(Labeling and segmentation records)
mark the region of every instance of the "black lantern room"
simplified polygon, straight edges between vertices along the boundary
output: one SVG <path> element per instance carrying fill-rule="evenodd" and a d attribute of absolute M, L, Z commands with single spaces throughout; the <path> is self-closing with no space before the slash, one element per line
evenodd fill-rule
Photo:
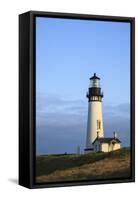
<path fill-rule="evenodd" d="M 89 101 L 102 101 L 103 93 L 101 92 L 100 78 L 96 76 L 96 73 L 90 78 L 89 91 L 86 96 Z"/>

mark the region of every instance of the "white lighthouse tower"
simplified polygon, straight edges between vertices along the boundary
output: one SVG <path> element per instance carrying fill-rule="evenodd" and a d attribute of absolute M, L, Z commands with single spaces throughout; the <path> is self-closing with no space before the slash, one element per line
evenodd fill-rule
<path fill-rule="evenodd" d="M 93 151 L 93 142 L 98 137 L 104 137 L 102 98 L 100 78 L 96 73 L 90 78 L 90 86 L 87 92 L 88 98 L 88 122 L 85 152 Z"/>

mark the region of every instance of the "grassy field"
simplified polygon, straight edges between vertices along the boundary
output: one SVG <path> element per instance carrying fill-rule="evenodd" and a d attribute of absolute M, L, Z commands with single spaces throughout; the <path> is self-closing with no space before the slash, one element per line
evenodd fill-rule
<path fill-rule="evenodd" d="M 85 155 L 48 155 L 36 158 L 36 182 L 128 178 L 130 149 Z"/>

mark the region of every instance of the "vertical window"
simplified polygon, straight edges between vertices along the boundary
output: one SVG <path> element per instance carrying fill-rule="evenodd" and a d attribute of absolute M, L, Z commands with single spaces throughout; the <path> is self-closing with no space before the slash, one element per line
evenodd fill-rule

» **BRIEF**:
Rewrite all of the records above, changing "mark the region" to "outline the area" wherever it occurs and keeping everything else the same. Omit the pictures from your output.

» **THE ANSWER**:
outline the area of every instance of the "black lantern room"
simplified polygon, straight edges between vertices along the boundary
output: one SVG <path> element per instance carrying fill-rule="evenodd" and a d attribute of absolute M, L, Z commands with single spaces throughout; the <path> is self-closing with no space before the slash, one element per line
evenodd fill-rule
Photo:
<path fill-rule="evenodd" d="M 89 101 L 102 101 L 103 93 L 101 92 L 100 78 L 96 76 L 96 73 L 90 78 L 89 91 L 86 96 Z"/>

outline the area of every instance of the "white lighthouse tower"
simplified polygon, straight edges between vertices along the boundary
output: one SVG <path> element per instance carrying fill-rule="evenodd" and a d attribute of absolute M, L, Z commands with single spaces throughout; the <path> is self-closing with no space before the slash, one element per line
evenodd fill-rule
<path fill-rule="evenodd" d="M 93 151 L 93 142 L 98 137 L 104 137 L 102 98 L 100 78 L 96 73 L 90 78 L 90 86 L 87 92 L 88 98 L 88 122 L 85 152 Z"/>

outline the area of every instance of the "grassy field"
simplified polygon, straight edges between vertices along the boundary
output: one SVG <path> element per instance carrying fill-rule="evenodd" and a d attribute of absolute M, L, Z commands with single spaces throughout; the <path> is self-closing with no space before the slash, one element per line
evenodd fill-rule
<path fill-rule="evenodd" d="M 85 155 L 48 155 L 36 158 L 36 182 L 128 178 L 130 149 Z"/>

outline the area of every instance of the "vertical window"
simplified polygon, straight edges between vertices along the boundary
output: one SVG <path> element per instance carrying fill-rule="evenodd" and a d attribute of absolute M, L, Z commands with single spaces throughout; the <path> is self-closing with no space before the slash, one element per line
evenodd fill-rule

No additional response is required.